Task to carry out —
Quote the passage on Debian and Ubuntu packaging from "Debian and Ubuntu" to "tools work with.".

Debian and Ubuntu have great packaging tools and a great build process. If you never got involved into packaging and distro development, but just care about the distro itself and its quality, here’s why it is so great:
- We have one build process that applies to all kinds of open source projects, being it C or C++ autotools projects, Python modules using distutils, a set of PHP scripts, something involving CMake or using scons, etc. Basically: a meta-build process that our tools work with.
- We have our own little version control world that works for us no matter how often or in which form Upstream chooses to release their source code. Being it code that is never released, but available in some revision control or a project that just ships .zip files every now and then. No matter if that code includes binary files (which we won’t ship) or stuff we can’t ship because it’s non-free. Basically: we do some sort of meta-versioning that gives us the flexibility to do that.
Distribution-wise we can deal with every problem in the open source world. We have rules that are transparent and that you can understand if you have some time to spare. It’s a very interesting world of its own and an intellectual masterpiece that has evolved over many years.

Supplied material —
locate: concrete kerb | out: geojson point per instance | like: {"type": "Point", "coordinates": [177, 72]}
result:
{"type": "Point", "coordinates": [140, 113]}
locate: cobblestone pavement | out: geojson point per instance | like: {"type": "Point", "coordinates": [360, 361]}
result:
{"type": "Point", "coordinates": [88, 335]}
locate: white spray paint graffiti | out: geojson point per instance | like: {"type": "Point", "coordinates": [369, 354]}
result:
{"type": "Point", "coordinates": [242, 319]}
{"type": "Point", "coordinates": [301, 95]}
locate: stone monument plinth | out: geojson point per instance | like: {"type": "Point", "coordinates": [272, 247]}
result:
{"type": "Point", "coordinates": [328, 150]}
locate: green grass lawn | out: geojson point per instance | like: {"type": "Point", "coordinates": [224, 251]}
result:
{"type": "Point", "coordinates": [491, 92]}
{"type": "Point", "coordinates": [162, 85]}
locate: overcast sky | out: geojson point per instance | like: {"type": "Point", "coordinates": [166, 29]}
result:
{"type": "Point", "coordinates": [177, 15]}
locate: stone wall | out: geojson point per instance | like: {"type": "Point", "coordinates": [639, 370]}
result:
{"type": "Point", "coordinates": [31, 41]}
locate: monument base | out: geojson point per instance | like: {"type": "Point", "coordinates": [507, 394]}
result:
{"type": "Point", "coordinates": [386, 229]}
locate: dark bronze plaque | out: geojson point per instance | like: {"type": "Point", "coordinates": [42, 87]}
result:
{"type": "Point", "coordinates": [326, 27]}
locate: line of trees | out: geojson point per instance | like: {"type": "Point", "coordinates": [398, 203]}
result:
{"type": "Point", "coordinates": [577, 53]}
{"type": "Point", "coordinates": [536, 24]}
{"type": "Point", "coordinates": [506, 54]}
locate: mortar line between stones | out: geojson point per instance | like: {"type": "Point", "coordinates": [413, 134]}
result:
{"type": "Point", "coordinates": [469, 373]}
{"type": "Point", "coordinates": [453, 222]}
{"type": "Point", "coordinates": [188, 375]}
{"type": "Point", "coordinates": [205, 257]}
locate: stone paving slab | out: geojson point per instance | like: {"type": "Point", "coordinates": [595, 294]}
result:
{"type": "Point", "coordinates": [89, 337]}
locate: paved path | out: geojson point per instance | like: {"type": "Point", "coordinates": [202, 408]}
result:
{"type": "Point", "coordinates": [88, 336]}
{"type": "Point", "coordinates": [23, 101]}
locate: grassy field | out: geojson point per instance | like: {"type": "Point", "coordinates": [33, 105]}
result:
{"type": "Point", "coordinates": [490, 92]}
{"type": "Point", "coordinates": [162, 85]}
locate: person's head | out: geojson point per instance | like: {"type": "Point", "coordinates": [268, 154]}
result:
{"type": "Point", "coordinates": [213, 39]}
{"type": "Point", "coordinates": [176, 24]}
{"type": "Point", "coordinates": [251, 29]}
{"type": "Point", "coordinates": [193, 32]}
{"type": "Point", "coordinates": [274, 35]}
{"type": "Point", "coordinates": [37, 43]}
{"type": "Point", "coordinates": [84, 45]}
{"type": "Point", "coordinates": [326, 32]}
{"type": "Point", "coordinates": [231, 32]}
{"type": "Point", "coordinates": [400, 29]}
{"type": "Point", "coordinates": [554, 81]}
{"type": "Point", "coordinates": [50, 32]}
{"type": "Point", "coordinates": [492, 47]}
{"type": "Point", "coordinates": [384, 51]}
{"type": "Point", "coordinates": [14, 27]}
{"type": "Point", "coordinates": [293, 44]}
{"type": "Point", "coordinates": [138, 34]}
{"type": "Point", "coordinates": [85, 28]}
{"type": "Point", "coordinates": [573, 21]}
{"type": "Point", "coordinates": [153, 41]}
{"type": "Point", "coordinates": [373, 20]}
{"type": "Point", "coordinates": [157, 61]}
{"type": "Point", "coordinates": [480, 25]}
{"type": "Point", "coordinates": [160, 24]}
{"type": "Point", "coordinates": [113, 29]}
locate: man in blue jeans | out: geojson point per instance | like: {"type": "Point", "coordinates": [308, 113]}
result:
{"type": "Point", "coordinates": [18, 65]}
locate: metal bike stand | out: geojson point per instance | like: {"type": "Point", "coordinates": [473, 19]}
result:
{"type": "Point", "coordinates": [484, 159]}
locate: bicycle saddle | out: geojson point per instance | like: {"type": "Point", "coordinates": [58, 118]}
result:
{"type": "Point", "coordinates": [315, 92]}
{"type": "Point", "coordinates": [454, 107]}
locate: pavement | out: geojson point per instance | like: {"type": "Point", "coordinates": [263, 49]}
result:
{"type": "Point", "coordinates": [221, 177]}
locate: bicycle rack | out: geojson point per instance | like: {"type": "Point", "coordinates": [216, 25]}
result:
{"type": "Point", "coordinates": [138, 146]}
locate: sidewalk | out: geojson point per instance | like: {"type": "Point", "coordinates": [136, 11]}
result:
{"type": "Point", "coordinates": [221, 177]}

Problem solution —
Debian and Ubuntu have great packaging tools and a great build process. If you never got involved into packaging and distro development, but just care about the distro itself and its quality, here’s why it is so great:
- We have one build process that applies to all kinds of open source projects, being it C or C++ autotools projects, Python modules using distutils, a set of PHP scripts, something involving CMake or using scons, etc. Basically: a meta-build process that our tools work with.